### [Data provided]
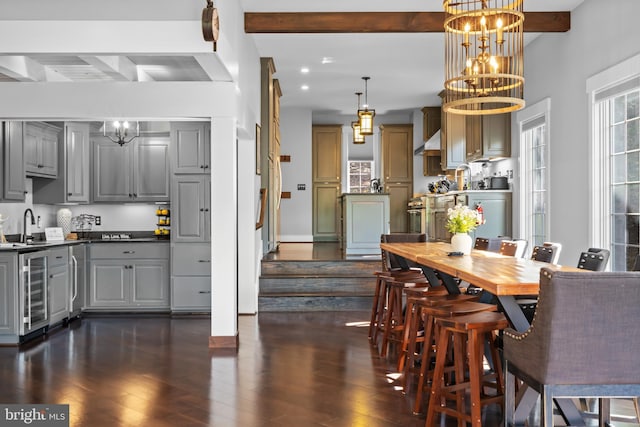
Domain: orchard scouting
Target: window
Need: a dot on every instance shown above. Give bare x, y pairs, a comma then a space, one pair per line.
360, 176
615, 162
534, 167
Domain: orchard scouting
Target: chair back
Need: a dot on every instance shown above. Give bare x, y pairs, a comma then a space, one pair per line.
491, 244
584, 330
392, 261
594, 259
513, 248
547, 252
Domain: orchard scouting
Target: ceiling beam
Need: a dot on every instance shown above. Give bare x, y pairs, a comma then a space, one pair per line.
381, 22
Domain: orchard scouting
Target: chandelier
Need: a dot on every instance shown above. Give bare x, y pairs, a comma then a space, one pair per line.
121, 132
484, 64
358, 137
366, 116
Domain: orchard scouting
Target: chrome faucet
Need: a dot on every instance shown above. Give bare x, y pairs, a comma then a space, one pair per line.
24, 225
---
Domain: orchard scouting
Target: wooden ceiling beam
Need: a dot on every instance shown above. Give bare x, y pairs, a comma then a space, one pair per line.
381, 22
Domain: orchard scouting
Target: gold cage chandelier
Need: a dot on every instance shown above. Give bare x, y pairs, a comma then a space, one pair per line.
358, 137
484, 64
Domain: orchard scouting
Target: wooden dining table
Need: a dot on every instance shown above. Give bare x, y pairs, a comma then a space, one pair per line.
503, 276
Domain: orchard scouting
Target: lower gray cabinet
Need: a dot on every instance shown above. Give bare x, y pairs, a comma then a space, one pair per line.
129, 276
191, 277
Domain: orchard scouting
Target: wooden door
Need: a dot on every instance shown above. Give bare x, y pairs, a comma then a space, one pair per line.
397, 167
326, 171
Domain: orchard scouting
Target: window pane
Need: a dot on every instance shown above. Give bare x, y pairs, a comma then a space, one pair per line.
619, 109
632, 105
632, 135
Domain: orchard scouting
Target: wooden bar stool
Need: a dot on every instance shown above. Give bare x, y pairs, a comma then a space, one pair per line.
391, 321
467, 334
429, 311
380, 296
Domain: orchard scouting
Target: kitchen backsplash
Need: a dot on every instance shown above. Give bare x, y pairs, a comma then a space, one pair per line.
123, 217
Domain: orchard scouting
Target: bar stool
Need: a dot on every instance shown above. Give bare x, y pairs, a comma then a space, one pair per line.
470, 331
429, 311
* * *
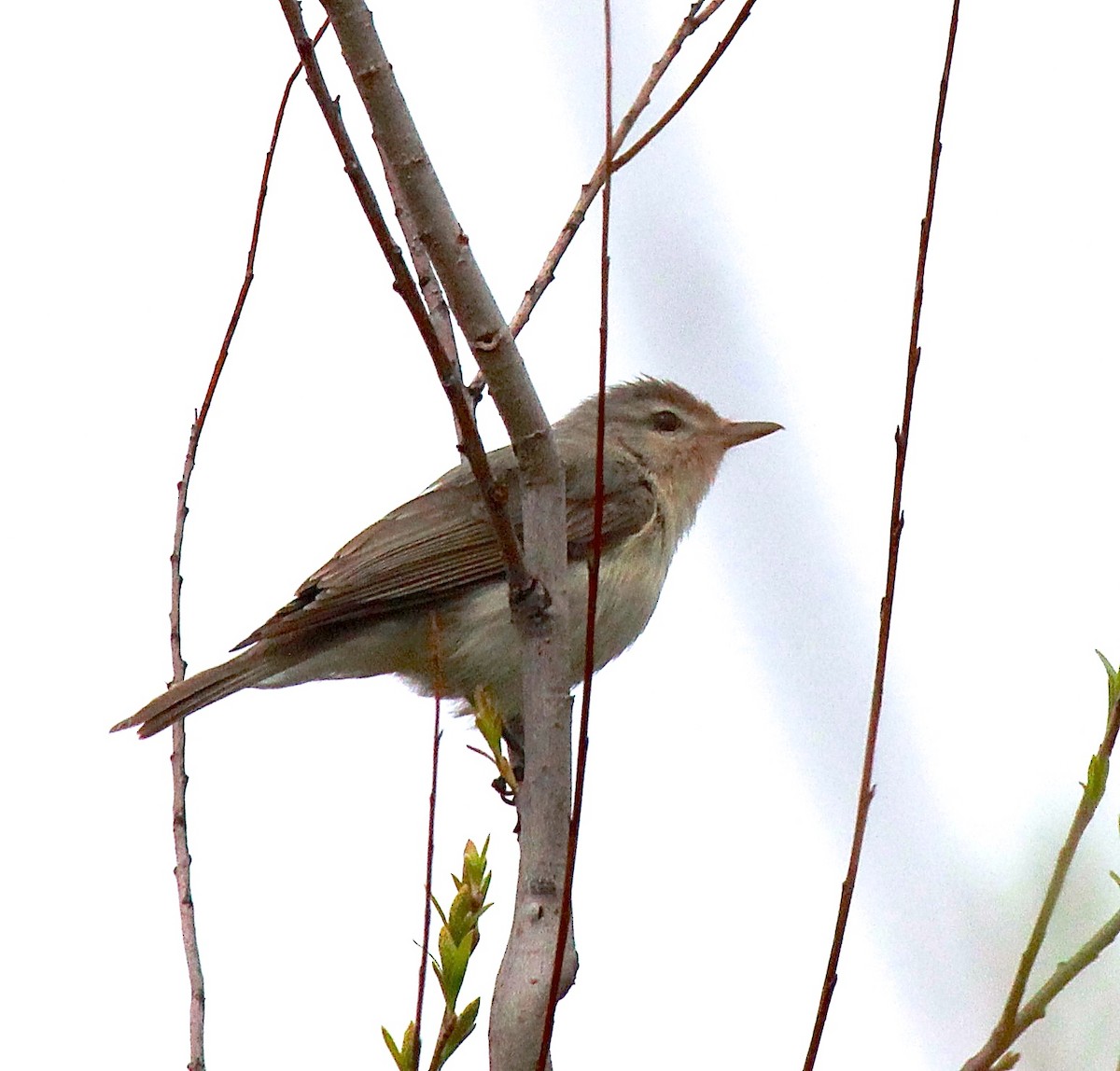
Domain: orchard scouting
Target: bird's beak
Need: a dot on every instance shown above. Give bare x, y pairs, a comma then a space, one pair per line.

### [What to produce]
If a line of the listing above contains "beam", pick it out and copy it.

### [Written solution]
Target: ceiling beam
Target: wooden ceiling beam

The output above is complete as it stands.